▶ [課題]
1. 抜粋で、筆者は「好きな映画はなんですか?」と訊かれたときにどう回答するようにしていると述べていますか。
2. 抜粋のうち、「本日は、とかく回答に困りがち」から「なぜこんなことになるのかと言えば無理に映画のタイトルを挙げようとするからだ。」までを、両端を含めてそのまま書き写してください。

▶ [抜粋]

==========

シネマ一刀両断

面白い映画は手放しに褒めちぎり、くだらない映画はメタメタにけなす! 歯に衣着せぬハートフル本音映画評!

映画好きが一生され続ける質問TOP10

映画好きが一生され続ける質問TOP10を大胆に発表。

※この記事の所要時間は約15分です!

クソみたいに長いわりには無利益な内容なので読んだフリだけしてくれても一向に構いません。

それじゃあ、レッツゴー!

 

 

映画好きが人から映画の話を振られると、決まってこの10個の内のどれかが飛んでくる。

少なくとも「好きなレイティングはなんですか?」「あー、PG-13ですね」みたいな会話がなされることもなければ、「フィルム派ですか? デジタル派ですか?」と訊かれることもない。

「好きな画面アスペクト比はスタンダードですか、ビスタですか、シネスコですか?」と訊かれることもないだろうし、「ビッグ6(ワーナー、ソニー、ユニバーサル、パラマウント20世紀フォックス、ディズニー)の中でいちばん好きな映画会社はどこですか?」と訊いてくる奴がいるとすれば、そいつは映画会社の手先に違いない。


いわんや、だしぬけにジョン・フォードを見るときは馬や人間を見ますか? それとも雲の形を見ますか?と訊いてくる奴がいれば、それは恐るべきシネフィルなので逃げた方がよい。

 

本日は、とかく回答に困りがちなこのTOP10の質問に対する僕なりの回答を一方的に公表します。

 

質問①好きな映画はなんですか?

 

曖昧模糊の極致みたいな質問である。

この質問をされるたびに、私なんかは「8 1/2も好きだし狼たちの午後も好きだしなぁ。うわぁ、なんて答えよう…。映画に対する溢れんばかりの気持ちが喉に詰まって出てこない」などと大パニックに陥った挙句、もうむりだ、好きな映画なんて一問一答でおいそれと説明できるものではないと悟り、「黙秘権を行使します」と言って容疑者みたいに押し黙ってしまう。

なぜこんなことになるのかと言えば無理に映画のタイトルを挙げようとするからだ。

べつにピンポイントで生涯ベスト映画を訊かれてるわけではないのだから、この質問には理想の異性像を訊かれたときのようにざっくりしたタイプを答えるのがよいでしょう。


したがって「好きな映画はなんですか?」と訊かれたときは「やさしさの中にも凛々しさが垣間見える映画ですね」などと回答するようにしています。

 


質問②いちばん好きな映画はなんですか?

 

さぁ、お次はピンポイントで生涯ベスト映画を訊かれた場合。有史以来、最もタチの悪い質問です。

これまで観てきた数千本、数万本の中から選び抜かねばならない渾身の一本。

==========

データセットの行
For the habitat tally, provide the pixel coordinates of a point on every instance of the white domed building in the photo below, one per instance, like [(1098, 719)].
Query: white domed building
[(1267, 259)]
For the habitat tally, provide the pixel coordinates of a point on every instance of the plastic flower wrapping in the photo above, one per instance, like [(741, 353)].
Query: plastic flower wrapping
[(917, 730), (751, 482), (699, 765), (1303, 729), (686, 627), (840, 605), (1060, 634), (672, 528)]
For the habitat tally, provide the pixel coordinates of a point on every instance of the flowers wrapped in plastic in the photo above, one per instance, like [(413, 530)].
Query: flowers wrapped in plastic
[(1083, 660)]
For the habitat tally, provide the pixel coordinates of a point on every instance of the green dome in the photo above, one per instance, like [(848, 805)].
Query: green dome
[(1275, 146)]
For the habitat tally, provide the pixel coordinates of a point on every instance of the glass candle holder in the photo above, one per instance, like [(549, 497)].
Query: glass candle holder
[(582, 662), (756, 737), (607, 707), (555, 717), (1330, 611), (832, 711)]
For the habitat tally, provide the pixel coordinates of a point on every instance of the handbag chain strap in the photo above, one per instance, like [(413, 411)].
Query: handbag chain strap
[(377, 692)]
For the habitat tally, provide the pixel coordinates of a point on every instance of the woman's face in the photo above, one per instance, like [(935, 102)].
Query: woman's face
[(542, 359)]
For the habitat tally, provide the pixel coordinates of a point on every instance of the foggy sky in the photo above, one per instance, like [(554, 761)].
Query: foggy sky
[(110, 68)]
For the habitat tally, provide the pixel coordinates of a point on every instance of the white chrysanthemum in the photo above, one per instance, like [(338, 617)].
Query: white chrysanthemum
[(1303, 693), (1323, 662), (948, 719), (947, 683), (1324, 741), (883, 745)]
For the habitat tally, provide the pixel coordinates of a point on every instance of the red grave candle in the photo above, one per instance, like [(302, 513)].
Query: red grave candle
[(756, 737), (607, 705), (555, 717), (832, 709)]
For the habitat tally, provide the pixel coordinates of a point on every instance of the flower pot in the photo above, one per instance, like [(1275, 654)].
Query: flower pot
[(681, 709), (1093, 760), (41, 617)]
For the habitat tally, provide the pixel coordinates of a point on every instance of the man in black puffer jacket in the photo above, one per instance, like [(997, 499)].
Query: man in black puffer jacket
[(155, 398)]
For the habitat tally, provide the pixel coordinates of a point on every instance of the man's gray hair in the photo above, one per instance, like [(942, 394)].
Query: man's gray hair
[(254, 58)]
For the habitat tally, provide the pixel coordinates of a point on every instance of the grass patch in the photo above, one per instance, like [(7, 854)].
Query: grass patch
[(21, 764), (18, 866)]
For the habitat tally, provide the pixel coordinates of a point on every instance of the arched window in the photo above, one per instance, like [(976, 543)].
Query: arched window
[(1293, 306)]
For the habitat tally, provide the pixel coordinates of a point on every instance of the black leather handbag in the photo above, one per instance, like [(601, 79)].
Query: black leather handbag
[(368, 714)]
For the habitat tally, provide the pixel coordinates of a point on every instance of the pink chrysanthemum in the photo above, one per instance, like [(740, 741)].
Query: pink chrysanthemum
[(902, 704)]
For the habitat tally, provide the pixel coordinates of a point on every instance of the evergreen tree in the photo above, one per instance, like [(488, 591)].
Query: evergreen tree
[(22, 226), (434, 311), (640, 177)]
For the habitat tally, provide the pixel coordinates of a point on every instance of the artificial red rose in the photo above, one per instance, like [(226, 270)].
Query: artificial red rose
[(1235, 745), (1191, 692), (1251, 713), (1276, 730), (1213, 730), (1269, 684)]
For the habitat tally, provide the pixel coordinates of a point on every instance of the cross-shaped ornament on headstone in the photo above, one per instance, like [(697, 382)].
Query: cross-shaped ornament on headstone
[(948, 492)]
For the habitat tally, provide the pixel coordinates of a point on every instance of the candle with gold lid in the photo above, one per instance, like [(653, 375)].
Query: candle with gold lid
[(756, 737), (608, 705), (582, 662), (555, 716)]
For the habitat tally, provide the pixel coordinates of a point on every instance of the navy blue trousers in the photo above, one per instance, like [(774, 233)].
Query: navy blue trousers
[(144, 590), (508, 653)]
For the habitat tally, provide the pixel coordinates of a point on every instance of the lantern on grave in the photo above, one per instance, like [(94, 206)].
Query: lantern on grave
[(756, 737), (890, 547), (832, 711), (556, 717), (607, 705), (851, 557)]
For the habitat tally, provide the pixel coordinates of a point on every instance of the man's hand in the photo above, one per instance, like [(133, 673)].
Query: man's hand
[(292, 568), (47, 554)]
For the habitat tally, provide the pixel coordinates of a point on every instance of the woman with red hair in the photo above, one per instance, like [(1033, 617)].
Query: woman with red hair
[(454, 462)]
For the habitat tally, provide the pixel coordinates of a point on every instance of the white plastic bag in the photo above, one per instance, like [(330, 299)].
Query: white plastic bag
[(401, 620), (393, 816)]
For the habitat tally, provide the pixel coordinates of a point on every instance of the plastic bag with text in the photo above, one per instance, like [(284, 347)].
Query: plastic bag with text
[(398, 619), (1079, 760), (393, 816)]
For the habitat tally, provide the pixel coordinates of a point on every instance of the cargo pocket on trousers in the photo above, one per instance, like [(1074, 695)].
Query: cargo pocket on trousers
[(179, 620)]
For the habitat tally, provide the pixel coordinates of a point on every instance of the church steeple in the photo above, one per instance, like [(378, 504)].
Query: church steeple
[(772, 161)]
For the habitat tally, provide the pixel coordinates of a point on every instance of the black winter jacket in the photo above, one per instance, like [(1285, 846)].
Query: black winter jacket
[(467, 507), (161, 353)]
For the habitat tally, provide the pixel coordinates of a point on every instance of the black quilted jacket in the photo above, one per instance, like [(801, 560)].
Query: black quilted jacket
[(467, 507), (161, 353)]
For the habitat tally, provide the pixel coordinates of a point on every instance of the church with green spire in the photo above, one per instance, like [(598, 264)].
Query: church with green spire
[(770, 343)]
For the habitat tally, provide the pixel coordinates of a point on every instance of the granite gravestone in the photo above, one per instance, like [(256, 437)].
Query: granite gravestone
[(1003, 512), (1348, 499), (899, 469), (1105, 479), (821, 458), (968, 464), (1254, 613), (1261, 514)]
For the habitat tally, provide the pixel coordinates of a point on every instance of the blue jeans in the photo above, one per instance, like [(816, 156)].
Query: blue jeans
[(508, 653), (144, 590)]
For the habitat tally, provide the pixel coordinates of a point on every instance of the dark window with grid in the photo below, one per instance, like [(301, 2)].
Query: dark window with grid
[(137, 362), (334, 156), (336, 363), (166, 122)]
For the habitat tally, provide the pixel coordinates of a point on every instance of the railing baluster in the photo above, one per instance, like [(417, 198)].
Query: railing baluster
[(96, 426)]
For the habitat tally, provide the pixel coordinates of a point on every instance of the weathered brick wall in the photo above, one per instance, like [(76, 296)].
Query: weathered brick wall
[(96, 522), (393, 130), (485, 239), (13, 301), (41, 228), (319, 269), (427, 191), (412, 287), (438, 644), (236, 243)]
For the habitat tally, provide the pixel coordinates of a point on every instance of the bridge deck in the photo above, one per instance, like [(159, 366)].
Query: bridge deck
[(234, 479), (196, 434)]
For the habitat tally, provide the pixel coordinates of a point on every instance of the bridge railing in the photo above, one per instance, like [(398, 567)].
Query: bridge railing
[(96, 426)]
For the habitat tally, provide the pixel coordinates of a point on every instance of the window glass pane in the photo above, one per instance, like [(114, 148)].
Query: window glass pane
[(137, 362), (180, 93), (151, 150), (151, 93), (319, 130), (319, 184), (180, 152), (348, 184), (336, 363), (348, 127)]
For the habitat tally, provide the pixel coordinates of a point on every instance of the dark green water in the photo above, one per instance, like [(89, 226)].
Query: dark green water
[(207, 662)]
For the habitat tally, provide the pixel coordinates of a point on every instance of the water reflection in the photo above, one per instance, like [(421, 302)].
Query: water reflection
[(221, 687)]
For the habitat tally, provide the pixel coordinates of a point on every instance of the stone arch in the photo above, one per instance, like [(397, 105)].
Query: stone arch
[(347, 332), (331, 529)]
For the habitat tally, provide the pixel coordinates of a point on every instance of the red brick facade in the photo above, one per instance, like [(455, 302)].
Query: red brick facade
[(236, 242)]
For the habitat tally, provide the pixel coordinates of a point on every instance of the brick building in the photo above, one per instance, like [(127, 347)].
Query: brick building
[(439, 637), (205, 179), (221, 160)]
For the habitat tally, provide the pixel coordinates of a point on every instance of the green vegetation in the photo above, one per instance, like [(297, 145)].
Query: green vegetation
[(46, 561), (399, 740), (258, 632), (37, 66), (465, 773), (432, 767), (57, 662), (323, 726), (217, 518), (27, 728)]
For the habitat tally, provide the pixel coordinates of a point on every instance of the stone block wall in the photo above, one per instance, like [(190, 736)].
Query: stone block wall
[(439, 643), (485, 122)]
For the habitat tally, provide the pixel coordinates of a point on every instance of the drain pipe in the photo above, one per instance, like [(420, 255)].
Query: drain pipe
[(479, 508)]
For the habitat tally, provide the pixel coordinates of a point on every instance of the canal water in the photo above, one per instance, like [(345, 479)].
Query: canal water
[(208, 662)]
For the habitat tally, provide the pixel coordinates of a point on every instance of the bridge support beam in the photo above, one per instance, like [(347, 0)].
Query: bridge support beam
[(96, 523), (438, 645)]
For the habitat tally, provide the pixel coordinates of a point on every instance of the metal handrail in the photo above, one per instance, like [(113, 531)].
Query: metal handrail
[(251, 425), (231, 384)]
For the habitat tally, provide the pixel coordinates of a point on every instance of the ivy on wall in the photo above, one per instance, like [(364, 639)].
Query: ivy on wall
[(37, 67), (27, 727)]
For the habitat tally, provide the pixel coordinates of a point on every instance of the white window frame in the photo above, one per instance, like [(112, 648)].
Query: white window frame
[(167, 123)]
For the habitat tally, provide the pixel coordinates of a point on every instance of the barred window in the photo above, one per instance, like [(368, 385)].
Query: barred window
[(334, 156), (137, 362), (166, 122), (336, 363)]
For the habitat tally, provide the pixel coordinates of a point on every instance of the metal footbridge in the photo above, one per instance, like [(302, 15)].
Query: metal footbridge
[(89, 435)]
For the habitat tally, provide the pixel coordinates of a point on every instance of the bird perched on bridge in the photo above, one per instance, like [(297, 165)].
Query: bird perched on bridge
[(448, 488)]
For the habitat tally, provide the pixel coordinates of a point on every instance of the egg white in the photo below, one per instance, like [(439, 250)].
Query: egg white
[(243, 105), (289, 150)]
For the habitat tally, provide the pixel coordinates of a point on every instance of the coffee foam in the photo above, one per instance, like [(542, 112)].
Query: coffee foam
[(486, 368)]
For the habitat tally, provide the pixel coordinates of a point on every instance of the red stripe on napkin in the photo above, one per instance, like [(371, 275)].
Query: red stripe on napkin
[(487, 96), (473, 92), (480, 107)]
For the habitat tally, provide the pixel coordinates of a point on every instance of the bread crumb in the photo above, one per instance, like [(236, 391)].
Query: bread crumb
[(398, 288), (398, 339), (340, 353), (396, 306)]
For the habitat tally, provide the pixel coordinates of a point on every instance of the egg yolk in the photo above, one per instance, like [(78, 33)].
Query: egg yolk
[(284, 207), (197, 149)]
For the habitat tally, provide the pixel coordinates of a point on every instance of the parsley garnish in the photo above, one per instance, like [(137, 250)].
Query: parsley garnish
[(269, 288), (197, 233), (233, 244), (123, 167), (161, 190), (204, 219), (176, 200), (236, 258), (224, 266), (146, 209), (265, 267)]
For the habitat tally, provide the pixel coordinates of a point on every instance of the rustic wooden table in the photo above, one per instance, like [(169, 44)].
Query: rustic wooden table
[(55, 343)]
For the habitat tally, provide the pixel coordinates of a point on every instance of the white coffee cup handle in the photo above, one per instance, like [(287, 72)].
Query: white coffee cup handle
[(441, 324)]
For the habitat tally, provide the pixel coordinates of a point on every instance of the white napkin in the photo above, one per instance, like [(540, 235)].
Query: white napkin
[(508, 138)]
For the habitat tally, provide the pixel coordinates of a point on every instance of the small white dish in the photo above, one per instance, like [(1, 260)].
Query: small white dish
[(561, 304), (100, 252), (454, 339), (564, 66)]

==========

▶ [課題の解答]
1. 「やさしさの中にも凛々しさが垣間見える映画ですね」などと回答するようにしている。

2.
本日は、とかく回答に困りがちなこのTOP10の質問に対する僕なりの回答を一方的に公表します。

 

質問①好きな映画はなんですか?

 

曖昧模糊の極致みたいな質問である。

この質問をされるたびに、私なんかは「8 1/2も好きだし狼たちの午後も好きだしなぁ。うわぁ、なんて答えよう…。映画に対する溢れんばかりの気持ちが喉に詰まって出てこない」などと大パニックに陥った挙句、もうむりだ、好きな映画なんて一問一答でおいそれと説明できるものではないと悟り、「黙秘権を行使します」と言って容疑者みたいに押し黙ってしまう。

なぜこんなことになるのかと言えば無理に映画のタイトルを挙げようとするからだ。